+++ Recorded data
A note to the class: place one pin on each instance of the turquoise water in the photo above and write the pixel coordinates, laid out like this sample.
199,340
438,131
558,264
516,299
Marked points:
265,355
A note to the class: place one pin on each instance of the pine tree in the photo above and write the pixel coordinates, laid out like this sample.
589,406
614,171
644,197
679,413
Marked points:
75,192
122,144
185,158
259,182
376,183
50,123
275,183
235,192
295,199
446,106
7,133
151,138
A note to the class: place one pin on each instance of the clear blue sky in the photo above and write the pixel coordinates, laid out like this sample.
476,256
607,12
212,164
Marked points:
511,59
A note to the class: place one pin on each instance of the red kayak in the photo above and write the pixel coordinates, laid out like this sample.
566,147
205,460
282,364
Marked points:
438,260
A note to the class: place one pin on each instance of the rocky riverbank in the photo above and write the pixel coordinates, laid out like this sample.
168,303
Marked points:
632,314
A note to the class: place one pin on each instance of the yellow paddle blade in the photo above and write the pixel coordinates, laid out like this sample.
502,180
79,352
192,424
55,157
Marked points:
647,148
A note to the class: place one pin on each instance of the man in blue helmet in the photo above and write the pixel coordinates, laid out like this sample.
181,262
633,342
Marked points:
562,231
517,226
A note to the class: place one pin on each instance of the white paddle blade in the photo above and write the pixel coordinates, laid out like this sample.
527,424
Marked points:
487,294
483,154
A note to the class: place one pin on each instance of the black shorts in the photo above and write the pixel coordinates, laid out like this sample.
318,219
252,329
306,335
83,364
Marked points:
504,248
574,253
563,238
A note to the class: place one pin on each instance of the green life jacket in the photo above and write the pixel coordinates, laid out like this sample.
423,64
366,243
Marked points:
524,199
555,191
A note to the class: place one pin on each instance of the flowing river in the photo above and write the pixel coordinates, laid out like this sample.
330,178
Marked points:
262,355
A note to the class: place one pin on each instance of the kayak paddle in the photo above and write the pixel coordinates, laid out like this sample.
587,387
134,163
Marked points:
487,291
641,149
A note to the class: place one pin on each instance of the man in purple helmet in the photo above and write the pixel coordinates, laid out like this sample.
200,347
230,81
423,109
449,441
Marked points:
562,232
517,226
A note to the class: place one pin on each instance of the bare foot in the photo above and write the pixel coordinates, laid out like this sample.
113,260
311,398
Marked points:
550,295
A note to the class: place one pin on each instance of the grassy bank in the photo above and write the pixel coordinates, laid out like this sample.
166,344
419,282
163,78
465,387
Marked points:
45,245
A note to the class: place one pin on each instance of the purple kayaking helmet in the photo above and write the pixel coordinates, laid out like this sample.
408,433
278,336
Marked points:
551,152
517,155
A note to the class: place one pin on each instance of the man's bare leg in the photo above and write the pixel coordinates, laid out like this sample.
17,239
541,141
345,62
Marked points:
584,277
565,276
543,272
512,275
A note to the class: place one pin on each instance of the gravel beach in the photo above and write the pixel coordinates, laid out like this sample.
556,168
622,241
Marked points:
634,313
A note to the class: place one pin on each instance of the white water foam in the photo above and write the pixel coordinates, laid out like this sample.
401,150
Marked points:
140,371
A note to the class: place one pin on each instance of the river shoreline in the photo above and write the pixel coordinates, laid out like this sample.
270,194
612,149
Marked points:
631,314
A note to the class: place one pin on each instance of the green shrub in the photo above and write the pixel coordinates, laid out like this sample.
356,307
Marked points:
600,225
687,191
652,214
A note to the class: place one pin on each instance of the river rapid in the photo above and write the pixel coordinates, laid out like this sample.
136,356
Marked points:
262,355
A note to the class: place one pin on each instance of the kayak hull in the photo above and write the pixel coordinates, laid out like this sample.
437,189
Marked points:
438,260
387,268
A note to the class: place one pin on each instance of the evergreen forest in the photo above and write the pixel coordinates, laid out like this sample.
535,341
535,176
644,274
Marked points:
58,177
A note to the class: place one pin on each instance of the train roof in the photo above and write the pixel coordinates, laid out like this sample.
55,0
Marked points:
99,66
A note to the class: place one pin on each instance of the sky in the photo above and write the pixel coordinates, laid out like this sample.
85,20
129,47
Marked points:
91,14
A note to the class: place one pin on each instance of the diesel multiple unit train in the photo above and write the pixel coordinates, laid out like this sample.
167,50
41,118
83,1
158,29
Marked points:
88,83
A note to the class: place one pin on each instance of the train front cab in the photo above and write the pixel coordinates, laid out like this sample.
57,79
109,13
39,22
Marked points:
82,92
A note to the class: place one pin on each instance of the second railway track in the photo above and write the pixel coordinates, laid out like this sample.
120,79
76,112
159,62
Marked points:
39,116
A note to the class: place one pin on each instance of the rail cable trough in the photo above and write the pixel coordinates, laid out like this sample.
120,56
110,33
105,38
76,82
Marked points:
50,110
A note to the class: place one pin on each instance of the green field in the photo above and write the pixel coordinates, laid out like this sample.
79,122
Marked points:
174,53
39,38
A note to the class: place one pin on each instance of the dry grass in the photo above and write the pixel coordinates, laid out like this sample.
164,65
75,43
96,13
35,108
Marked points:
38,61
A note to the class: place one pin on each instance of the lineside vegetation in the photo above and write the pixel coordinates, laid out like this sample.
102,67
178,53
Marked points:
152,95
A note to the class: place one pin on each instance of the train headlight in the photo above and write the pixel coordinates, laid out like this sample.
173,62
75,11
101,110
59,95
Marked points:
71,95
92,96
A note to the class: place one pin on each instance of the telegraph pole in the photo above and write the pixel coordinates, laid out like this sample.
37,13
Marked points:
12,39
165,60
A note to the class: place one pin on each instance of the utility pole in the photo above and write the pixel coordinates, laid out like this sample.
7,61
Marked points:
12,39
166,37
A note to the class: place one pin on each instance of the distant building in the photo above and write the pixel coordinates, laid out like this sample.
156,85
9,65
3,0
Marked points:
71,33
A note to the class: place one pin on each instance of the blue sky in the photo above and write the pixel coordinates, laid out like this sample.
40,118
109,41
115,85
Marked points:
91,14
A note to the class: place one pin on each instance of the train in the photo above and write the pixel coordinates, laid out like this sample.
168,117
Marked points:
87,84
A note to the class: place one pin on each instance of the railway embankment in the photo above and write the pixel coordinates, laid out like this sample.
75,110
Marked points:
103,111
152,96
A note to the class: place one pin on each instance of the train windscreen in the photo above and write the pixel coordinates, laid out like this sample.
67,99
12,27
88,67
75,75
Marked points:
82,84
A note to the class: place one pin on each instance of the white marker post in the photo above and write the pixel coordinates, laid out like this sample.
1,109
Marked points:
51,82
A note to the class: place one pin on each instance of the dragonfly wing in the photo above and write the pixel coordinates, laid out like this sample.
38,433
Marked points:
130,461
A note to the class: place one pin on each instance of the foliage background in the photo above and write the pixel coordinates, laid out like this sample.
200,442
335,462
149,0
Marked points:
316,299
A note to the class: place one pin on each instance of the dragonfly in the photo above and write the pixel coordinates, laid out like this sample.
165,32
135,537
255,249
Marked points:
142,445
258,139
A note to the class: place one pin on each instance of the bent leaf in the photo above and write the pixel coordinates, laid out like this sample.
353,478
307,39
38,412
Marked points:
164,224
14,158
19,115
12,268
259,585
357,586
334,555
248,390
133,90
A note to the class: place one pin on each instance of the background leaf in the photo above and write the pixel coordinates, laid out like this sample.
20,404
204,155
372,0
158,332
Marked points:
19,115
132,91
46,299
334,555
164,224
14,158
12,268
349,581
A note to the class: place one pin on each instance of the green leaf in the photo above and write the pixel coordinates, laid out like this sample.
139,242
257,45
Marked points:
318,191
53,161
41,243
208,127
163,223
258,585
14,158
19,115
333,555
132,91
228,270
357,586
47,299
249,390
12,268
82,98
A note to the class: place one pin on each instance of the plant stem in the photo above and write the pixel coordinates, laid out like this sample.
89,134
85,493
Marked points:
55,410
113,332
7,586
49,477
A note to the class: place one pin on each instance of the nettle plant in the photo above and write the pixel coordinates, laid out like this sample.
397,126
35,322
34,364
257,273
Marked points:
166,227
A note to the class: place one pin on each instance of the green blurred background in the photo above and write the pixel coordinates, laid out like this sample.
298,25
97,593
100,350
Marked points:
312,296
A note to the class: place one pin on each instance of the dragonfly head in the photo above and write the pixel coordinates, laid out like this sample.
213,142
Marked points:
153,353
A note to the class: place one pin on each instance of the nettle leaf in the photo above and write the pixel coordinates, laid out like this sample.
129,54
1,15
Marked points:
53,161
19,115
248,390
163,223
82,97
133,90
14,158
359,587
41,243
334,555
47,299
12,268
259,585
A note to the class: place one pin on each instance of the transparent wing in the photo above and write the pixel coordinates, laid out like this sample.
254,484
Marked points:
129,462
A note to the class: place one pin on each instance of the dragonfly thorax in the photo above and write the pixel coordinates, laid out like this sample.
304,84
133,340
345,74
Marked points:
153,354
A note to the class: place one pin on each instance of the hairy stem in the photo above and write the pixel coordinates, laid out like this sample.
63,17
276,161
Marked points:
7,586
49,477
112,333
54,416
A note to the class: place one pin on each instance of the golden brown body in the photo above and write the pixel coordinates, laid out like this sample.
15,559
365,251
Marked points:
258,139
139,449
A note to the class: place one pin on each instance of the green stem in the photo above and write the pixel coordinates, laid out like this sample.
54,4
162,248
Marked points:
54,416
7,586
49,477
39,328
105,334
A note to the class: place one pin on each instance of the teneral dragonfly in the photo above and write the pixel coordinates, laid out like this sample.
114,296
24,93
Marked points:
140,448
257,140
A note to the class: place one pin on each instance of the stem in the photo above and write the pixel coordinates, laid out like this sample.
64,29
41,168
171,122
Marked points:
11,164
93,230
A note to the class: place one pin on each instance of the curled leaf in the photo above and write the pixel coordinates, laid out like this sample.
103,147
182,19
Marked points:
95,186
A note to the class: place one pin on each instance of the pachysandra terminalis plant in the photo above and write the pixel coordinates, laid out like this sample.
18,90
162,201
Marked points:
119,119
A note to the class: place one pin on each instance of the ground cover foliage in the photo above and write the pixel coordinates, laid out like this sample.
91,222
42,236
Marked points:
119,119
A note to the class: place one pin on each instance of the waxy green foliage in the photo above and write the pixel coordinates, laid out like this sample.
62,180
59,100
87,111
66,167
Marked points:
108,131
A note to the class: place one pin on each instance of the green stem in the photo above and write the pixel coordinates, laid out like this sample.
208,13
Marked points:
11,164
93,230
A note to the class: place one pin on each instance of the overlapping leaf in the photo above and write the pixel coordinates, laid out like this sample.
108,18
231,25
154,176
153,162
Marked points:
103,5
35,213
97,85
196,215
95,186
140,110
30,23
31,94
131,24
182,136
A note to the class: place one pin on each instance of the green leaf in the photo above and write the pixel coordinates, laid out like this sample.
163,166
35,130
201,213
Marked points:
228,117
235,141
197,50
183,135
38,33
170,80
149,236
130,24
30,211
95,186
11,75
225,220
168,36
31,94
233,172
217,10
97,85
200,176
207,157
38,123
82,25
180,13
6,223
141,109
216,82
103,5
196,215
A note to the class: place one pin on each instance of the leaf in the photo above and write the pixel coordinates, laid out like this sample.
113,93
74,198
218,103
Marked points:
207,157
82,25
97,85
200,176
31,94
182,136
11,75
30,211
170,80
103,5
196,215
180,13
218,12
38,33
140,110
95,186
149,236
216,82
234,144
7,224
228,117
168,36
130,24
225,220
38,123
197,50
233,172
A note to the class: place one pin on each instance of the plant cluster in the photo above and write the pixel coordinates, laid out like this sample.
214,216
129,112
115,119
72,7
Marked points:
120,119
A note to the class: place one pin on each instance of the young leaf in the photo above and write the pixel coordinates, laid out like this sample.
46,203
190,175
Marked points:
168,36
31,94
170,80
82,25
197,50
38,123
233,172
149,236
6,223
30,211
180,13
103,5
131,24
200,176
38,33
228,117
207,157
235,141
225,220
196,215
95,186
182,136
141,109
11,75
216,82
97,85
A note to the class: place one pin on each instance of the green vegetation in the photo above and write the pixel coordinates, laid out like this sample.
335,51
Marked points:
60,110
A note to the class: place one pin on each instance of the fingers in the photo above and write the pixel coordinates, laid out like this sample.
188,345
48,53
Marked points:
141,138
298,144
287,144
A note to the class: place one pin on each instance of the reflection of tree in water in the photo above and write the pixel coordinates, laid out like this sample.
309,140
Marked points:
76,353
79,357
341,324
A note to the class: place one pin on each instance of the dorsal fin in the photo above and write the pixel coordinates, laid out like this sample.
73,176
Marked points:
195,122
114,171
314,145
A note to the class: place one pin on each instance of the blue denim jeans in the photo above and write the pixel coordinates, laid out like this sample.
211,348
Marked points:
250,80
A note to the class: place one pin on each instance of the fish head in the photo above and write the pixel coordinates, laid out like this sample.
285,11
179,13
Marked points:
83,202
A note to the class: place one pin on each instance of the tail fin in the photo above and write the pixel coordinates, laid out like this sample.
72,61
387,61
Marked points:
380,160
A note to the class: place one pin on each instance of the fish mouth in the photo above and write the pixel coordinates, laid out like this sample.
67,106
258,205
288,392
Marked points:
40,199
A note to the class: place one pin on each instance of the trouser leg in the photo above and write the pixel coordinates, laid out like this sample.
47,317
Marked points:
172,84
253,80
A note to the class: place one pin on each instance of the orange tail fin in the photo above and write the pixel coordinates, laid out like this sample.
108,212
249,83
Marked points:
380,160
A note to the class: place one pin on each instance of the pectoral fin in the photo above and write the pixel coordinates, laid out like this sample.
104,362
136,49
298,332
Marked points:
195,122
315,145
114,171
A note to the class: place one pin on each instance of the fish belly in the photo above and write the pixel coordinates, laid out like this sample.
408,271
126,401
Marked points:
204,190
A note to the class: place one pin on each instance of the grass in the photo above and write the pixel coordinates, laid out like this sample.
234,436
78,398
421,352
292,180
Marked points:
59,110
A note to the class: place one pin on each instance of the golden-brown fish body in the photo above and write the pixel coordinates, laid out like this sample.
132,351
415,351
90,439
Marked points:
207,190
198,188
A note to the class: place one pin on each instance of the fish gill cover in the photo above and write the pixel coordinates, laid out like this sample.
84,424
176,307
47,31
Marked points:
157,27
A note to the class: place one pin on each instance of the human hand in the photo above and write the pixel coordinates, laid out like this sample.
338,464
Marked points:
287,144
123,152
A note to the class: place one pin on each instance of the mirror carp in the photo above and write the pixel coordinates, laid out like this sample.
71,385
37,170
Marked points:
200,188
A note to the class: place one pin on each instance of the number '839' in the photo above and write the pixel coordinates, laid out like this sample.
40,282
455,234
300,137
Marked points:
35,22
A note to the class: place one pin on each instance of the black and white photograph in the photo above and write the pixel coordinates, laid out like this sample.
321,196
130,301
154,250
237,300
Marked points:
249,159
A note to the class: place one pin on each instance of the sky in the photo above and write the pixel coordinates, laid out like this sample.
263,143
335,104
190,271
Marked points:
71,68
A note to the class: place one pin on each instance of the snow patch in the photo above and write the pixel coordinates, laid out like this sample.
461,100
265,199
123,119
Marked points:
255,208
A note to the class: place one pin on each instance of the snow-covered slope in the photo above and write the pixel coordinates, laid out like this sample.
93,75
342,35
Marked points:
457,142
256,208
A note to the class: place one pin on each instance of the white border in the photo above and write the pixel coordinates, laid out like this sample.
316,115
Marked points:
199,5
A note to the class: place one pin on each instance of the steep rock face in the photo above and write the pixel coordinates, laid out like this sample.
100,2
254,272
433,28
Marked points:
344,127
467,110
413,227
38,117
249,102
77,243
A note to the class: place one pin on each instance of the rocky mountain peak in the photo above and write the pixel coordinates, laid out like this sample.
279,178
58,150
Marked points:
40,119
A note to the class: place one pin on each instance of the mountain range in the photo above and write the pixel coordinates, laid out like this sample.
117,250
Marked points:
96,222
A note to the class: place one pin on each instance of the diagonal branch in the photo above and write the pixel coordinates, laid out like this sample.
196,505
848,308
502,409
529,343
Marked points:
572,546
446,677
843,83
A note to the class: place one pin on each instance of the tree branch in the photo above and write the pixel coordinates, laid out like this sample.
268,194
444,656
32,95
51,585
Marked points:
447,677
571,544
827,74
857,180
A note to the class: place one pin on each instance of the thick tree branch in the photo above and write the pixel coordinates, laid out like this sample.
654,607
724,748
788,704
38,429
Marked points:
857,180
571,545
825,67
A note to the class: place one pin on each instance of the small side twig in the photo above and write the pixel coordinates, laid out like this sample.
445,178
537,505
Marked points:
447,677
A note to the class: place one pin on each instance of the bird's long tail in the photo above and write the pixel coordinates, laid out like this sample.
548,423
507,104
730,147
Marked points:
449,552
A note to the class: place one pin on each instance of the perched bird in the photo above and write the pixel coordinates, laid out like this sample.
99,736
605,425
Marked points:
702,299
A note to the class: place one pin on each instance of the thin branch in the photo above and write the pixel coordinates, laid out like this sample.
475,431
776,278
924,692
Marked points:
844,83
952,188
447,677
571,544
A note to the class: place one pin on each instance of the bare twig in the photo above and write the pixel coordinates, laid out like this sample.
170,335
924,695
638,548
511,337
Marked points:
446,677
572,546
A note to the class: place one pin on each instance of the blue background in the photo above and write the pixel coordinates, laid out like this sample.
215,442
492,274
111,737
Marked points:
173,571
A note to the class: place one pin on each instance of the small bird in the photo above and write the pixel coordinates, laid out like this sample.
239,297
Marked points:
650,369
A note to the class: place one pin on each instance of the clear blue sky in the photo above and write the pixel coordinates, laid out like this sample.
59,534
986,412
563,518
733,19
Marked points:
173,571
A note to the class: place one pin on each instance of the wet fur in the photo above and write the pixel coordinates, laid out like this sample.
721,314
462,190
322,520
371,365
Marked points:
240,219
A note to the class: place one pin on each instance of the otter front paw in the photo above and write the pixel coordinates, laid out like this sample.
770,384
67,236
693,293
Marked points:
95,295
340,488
++++++
• About this exercise
Report every line in the data above in which the word "golden" appears.

• Exercise output
A note to the class: place one pin on each instance of the golden brown body in the photo above and write the pixel coordinates, laid out like this sample.
A note to the class: place one pin on each instance of the golden-brown fish body in the photo above and write the pixel coordinates, laid out like this sample.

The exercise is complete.